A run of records
------------
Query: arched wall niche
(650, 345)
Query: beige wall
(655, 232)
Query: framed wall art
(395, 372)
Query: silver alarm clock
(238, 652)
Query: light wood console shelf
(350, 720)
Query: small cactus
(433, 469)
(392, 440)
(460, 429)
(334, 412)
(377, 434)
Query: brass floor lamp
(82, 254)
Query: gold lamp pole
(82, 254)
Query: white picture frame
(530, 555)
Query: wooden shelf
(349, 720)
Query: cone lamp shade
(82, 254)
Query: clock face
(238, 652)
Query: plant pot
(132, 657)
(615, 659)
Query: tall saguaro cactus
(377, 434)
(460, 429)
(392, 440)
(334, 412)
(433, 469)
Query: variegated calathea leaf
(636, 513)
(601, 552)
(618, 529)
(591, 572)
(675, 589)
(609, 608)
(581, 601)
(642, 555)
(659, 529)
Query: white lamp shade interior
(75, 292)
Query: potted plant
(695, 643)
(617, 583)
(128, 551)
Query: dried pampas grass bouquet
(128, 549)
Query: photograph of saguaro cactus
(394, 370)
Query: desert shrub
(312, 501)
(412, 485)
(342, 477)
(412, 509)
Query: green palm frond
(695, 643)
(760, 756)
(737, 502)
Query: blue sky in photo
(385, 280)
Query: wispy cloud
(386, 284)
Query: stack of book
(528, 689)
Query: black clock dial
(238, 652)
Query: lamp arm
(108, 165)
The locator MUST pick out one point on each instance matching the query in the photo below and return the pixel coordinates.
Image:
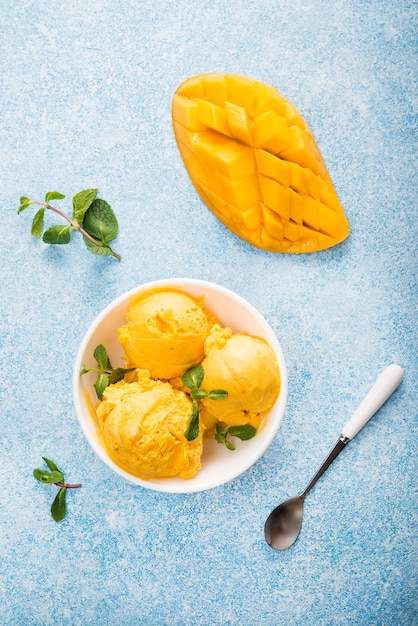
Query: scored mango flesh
(255, 163)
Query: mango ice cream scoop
(165, 332)
(247, 368)
(143, 424)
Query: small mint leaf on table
(92, 217)
(82, 202)
(58, 507)
(103, 250)
(42, 476)
(57, 235)
(53, 195)
(192, 431)
(56, 477)
(100, 221)
(38, 223)
(51, 464)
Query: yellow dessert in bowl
(138, 429)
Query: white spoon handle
(385, 385)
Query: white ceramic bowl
(219, 465)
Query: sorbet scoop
(284, 523)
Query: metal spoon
(284, 523)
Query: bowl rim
(164, 485)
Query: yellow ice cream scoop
(143, 424)
(165, 332)
(246, 367)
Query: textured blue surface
(86, 90)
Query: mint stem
(68, 486)
(75, 225)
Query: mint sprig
(244, 432)
(55, 477)
(193, 378)
(92, 217)
(106, 374)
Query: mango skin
(255, 164)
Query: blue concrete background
(85, 96)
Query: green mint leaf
(53, 195)
(217, 394)
(118, 374)
(24, 203)
(51, 464)
(82, 202)
(198, 394)
(192, 430)
(104, 250)
(42, 475)
(38, 223)
(100, 385)
(57, 235)
(193, 377)
(58, 507)
(244, 432)
(100, 221)
(57, 477)
(100, 354)
(220, 438)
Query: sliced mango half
(255, 164)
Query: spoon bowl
(284, 523)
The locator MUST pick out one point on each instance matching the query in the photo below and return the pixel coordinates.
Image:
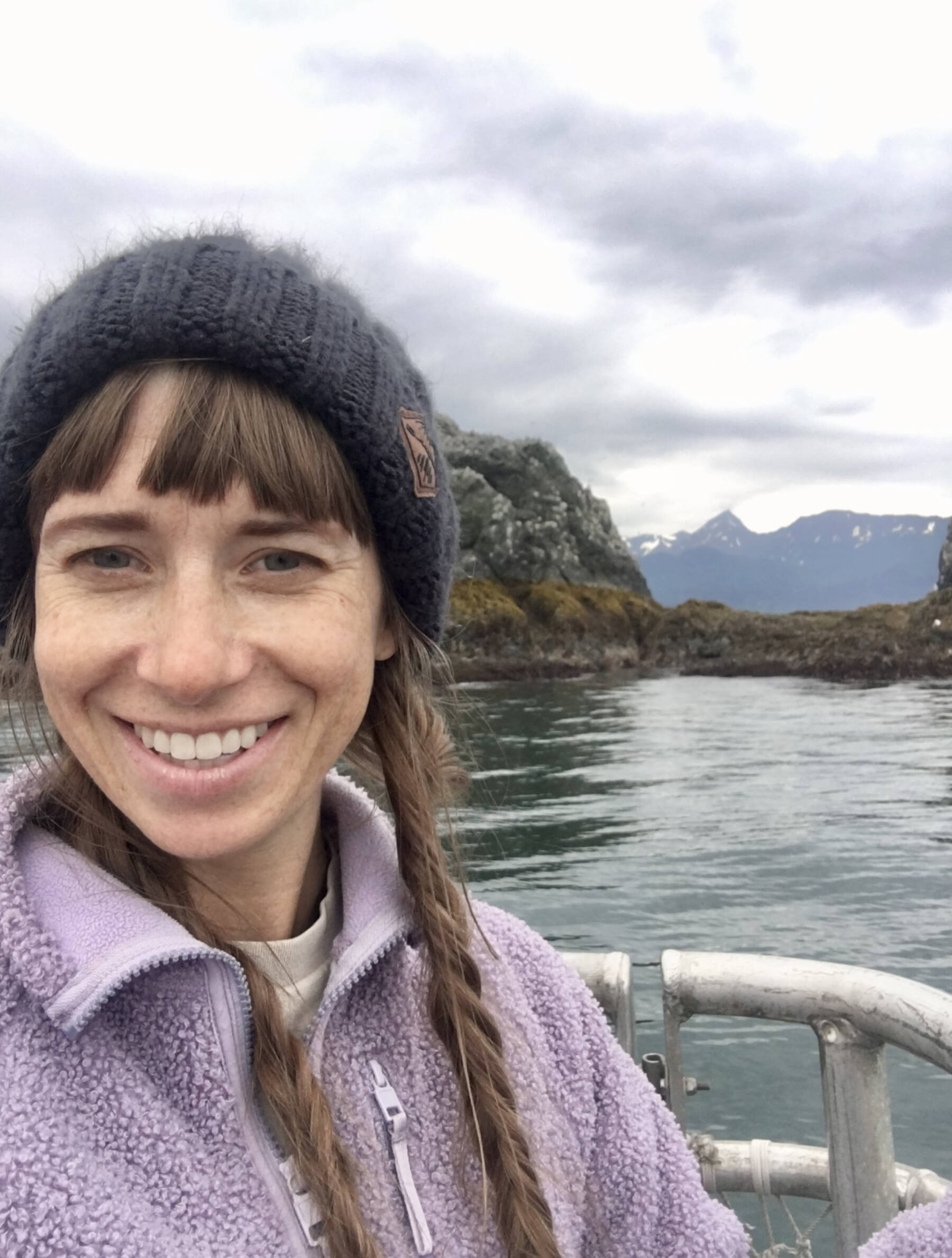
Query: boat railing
(854, 1013)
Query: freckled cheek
(72, 658)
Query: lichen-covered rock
(945, 561)
(525, 517)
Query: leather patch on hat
(419, 451)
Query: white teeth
(208, 746)
(203, 746)
(181, 746)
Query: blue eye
(110, 558)
(282, 561)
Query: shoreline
(524, 632)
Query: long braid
(76, 808)
(414, 754)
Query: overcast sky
(703, 248)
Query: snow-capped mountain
(831, 561)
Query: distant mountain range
(833, 561)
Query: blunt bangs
(223, 427)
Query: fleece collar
(74, 935)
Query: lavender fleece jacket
(129, 1127)
(924, 1232)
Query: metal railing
(854, 1013)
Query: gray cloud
(683, 203)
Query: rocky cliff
(945, 561)
(525, 517)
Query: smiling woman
(225, 550)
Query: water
(745, 814)
(771, 816)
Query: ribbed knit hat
(267, 312)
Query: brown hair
(224, 425)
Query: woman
(242, 1010)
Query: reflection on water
(776, 816)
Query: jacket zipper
(395, 1119)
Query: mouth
(212, 749)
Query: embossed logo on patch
(419, 451)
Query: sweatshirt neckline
(72, 963)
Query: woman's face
(205, 623)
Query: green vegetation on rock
(556, 630)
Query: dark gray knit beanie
(267, 312)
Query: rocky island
(546, 587)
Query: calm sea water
(769, 816)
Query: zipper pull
(305, 1206)
(395, 1119)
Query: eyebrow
(136, 523)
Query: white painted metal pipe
(799, 1170)
(902, 1012)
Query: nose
(194, 647)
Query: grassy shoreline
(551, 630)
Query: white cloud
(702, 247)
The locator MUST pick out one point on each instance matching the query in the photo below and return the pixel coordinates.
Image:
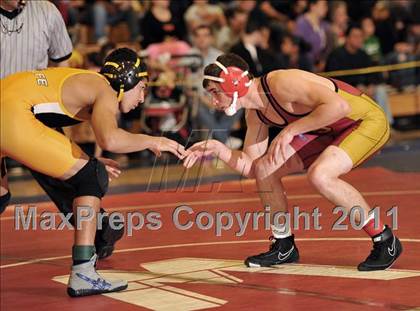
------------
Your instructions ▸
Change "locator" to "marker" throughout all of the records above and write them out again with nothing else altered. Leave the pictures out of your answer.

In response ▸
Query: arched wall niche
(650, 345)
Query: beige wall
(655, 232)
Query: framed wall art
(395, 372)
Query: silver alarm clock
(238, 652)
Query: light wood console shelf
(350, 720)
Query: small cactus
(433, 469)
(392, 440)
(460, 429)
(334, 412)
(377, 434)
Query: brass floor lamp
(82, 254)
Query: gold lamp pole
(82, 254)
Query: white picture frame
(530, 555)
Query: wooden shelf
(349, 720)
Query: cone lamp shade
(82, 254)
Query: clock face
(238, 652)
Query: plant pot
(132, 657)
(615, 659)
Query: tall saguaro cactus
(377, 434)
(460, 429)
(392, 440)
(334, 412)
(433, 469)
Query: variegated calathea leaf
(636, 513)
(601, 552)
(618, 529)
(591, 572)
(675, 589)
(609, 608)
(581, 601)
(642, 555)
(659, 529)
Query: white lamp shade interior
(75, 292)
Query: potted plant
(695, 643)
(617, 583)
(128, 551)
Query: dried pampas grass bouquet
(128, 549)
Query: photograph of saguaro cactus
(394, 370)
Query: desert shrub
(312, 501)
(412, 485)
(342, 477)
(412, 509)
Query: green palm frond
(695, 643)
(760, 756)
(737, 502)
Query: blue sky in photo
(385, 280)
Query: wispy cloud
(386, 284)
Query: stack of book
(528, 689)
Query: black clock dial
(238, 652)
Query: lamp arm
(108, 165)
The marker MUST pick out one point on each instance matching the query in the photo below and return the pixel coordinates.
Image:
Query: scored mango flesh
(255, 163)
Query: mango ice cream scoop
(165, 332)
(247, 368)
(143, 424)
Query: small mint leaf on table
(92, 217)
(82, 202)
(58, 507)
(103, 250)
(42, 476)
(57, 235)
(53, 195)
(192, 431)
(56, 477)
(100, 221)
(38, 223)
(51, 464)
Query: yellow dessert in bowl
(138, 429)
Query: white spoon handle
(385, 385)
Query: white ceramic bowl
(219, 465)
Query: sorbet scoop
(284, 523)
Query: metal spoon
(284, 523)
Query: bowl rim
(164, 485)
Query: yellow ice cream scoop
(143, 424)
(165, 332)
(246, 367)
Query: textured blue surface
(86, 90)
Query: mint stem
(68, 486)
(75, 225)
Query: mint sprig
(244, 432)
(55, 477)
(193, 378)
(92, 217)
(106, 374)
Query: mango skin
(255, 164)
Query: blue concrete background
(85, 96)
Query: green mint leaf
(53, 195)
(217, 394)
(118, 374)
(24, 203)
(51, 464)
(82, 202)
(198, 394)
(192, 430)
(104, 250)
(42, 475)
(38, 223)
(100, 385)
(57, 235)
(193, 377)
(58, 507)
(244, 432)
(100, 221)
(57, 477)
(100, 354)
(220, 438)
Query: sliced mango half
(255, 164)
Query: spoon bowl
(284, 523)
The marker MUST pick out one point on each instance matching the query in the photo below and return the pixel coordinates.
Image:
Query: boat railing
(854, 1013)
Query: freckled cheek
(72, 658)
Query: lichen-covered rock
(945, 561)
(525, 517)
Query: leather patch on hat
(419, 451)
Query: white teeth
(208, 746)
(203, 746)
(181, 746)
Query: blue eye
(110, 558)
(282, 561)
Query: shoreline
(524, 632)
Query: long braid
(76, 808)
(414, 754)
Query: overcast sky
(703, 248)
Query: snow-capped mountain
(831, 561)
Query: distant mountain range
(833, 561)
Query: blunt bangs
(223, 427)
Query: fleece collar
(74, 935)
Query: lavender fleece jacket
(129, 1127)
(924, 1232)
Query: metal railing
(854, 1013)
Query: gray cloud
(683, 203)
Query: rocky cliff
(945, 561)
(525, 517)
Query: smiling woman
(225, 550)
Query: water
(745, 814)
(771, 816)
Query: ribbed knit hat
(267, 312)
Query: brown hair
(224, 425)
Query: woman
(242, 1010)
Query: reflection on water
(776, 816)
Query: jacket zipper
(395, 1119)
Query: mouth
(212, 749)
Query: embossed logo on patch
(419, 451)
Query: sweatshirt neckline
(72, 963)
Query: woman's face
(205, 623)
Query: green vegetation on rock
(556, 630)
Query: dark gray knit beanie
(267, 312)
Query: rocky island
(546, 587)
Query: calm sea water
(769, 816)
Query: zipper pull
(305, 1206)
(395, 1119)
Query: eyebrow
(136, 523)
Query: white painted metal pipe
(799, 1170)
(902, 1012)
Query: nose
(194, 647)
Query: grassy shoreline
(551, 630)
Query: white cloud
(702, 247)
The marker MUST pick out one point on each instance matching the query in the photo below and return the pixel coordinates.
Image:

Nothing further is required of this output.